提示本文のうち、「皮疹のない皮膚筋炎患者の報告数少なく、多発筋炎に分類」を含むところから始めて「存在は広く認められていない。」で終わる部分を、そのまま書き写しなさい。

提示本文.

▼

皮疹のない皮膚筋炎患者の報告数少なく、多発筋炎に分類
国立精神・神経医療研究センター(NCNP)は4月23日、皮膚筋炎の患者の中に、皮疹のない皮膚筋炎が存在することを証明し、それは自己抗体である抗NXP-2抗体と関連することを明らかにしたと発表した。これは、同センター神経研究所疾病研究第一部の西野一三部長、井上道雄流動研究員、Jantima Tanboon流動研究員とトランスレーショナル・メディカルセンターの平川信也科研費研究員、立森久照室長、筑波大学医学医療系皮膚科の沖山奈緒子講師、大阪大学大学院医学系研究科皮膚科学の藤本学教授らの研究グループによるもの。研究成果は、「JAMA Neurology」オンライン版に掲載されている。
画像はリリースより
特発性炎症性筋疾患(以下、筋炎)は主に骨格筋に炎症性変化をきたす、自己免疫が原因と考えられる疾患。これまで長く使われてきた筋炎の分類では、皮膚に症状がある筋炎を「皮膚筋炎」、ないものを「多発筋炎」と分類。皮膚筋炎については、国内にはおよそ1万7,000人の患者がいると推定されている。
近年、筋炎に関連する自己抗体の発見、筋肉の病理学的な検討、遺伝子発現の解析などにより、より詳細な、病気の発症メカニズムにあてはまった分類が使われるようになってきた。皮膚筋炎については、抗NXP-2抗体、抗MDA5抗体を含む5種類の自己抗体が発見され、それぞれに特徴的な症状と結びつきが強いことが報告されている。一例として、抗MDA5抗体は、筋肉に症状がない皮膚筋炎との結びつきが強いことがわかっている。一方、皮疹のない皮膚筋炎について、これまでの分類では多発筋炎とされてきたため、少数の報告があるのみで、その存在は広く認められていない。

▲

抽出資料.
▼

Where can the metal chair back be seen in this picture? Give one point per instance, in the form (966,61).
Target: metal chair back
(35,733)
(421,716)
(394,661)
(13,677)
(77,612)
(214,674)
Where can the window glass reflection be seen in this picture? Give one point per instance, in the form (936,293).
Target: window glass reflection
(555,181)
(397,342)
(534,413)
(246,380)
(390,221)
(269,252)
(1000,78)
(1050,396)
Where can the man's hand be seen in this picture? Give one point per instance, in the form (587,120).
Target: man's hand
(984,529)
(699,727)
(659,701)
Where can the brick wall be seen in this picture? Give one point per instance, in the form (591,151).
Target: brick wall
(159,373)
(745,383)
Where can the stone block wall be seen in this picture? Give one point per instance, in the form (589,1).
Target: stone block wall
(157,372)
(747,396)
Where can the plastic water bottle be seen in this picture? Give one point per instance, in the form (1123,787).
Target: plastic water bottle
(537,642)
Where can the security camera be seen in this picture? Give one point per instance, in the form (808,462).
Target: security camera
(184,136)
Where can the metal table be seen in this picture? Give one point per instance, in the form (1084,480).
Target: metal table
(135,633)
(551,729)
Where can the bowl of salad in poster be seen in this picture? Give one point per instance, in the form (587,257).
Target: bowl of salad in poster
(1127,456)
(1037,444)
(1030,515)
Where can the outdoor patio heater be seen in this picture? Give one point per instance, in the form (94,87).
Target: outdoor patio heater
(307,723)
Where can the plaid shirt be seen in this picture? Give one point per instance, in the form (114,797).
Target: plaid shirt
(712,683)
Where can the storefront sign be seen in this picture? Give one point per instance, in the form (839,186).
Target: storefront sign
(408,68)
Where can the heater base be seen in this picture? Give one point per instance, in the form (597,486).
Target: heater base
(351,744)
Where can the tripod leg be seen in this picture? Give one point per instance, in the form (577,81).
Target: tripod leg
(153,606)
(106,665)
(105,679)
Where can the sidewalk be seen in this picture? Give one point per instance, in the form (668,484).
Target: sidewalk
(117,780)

▲

解答例.
皮疹のない皮膚筋炎患者の報告数少なく、多発筋炎に分類
国立精神・神経医療研究センター(NCNP)は4月23日、皮膚筋炎の患者の中に、皮疹のない皮膚筋炎が存在することを証明し、それは自己抗体である抗NXP-2抗体と関連することを明らかにしたと発表した。これは、同センター神経研究所疾病研究第一部の西野一三部長、井上道雄流動研究員、Jantima Tanboon流動研究員とトランスレーショナル・メディカルセンターの平川信也科研費研究員、立森久照室長、筑波大学医学医療系皮膚科の沖山奈緒子講師、大阪大学大学院医学系研究科皮膚科学の藤本学教授らの研究グループによるもの。研究成果は、「JAMA Neurology」オンライン版に掲載されている。
画像はリリースより
特発性炎症性筋疾患(以下、筋炎)は主に骨格筋に炎症性変化をきたす、自己免疫が原因と考えられる疾患。これまで長く使われてきた筋炎の分類では、皮膚に症状がある筋炎を「皮膚筋炎」、ないものを「多発筋炎」と分類。皮膚筋炎については、国内にはおよそ1万7,000人の患者がいると推定されている。
近年、筋炎に関連する自己抗体の発見、筋肉の病理学的な検討、遺伝子発現の解析などにより、より詳細な、病気の発症メカニズムにあてはまった分類が使われるようになってきた。皮膚筋炎については、抗NXP-2抗体、抗MDA5抗体を含む5種類の自己抗体が発見され、それぞれに特徴的な症状と結びつきが強いことが報告されている。一例として、抗MDA5抗体は、筋肉に症状がない皮膚筋炎との結びつきが強いことがわかっている。一方、皮疹のない皮膚筋炎について、これまでの分類では多発筋炎とされてきたため、少数の報告があるのみで、その存在は広く認められていない。